• [TASK DESCRIPTION] Transcribe the text lines of the records below verbatim, omitting the pictures.
[start of DATA FOR THIS TASK]
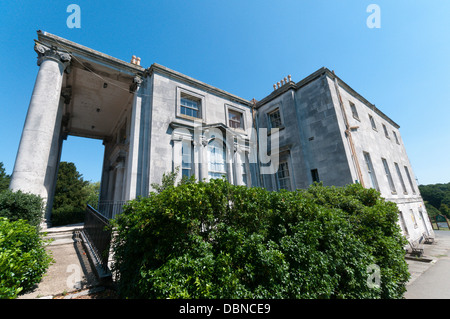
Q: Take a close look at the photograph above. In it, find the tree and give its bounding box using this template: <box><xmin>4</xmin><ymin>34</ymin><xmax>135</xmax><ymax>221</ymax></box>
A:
<box><xmin>51</xmin><ymin>162</ymin><xmax>90</xmax><ymax>226</ymax></box>
<box><xmin>53</xmin><ymin>162</ymin><xmax>89</xmax><ymax>210</ymax></box>
<box><xmin>0</xmin><ymin>162</ymin><xmax>11</xmax><ymax>192</ymax></box>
[end of DATA FOR THIS TASK]
• [SOLUTION]
Q: Take a close look at the photograph above. In it, find the tree and give its bounding box using this template: <box><xmin>4</xmin><ymin>34</ymin><xmax>135</xmax><ymax>221</ymax></box>
A:
<box><xmin>51</xmin><ymin>162</ymin><xmax>90</xmax><ymax>226</ymax></box>
<box><xmin>53</xmin><ymin>162</ymin><xmax>89</xmax><ymax>210</ymax></box>
<box><xmin>0</xmin><ymin>162</ymin><xmax>11</xmax><ymax>192</ymax></box>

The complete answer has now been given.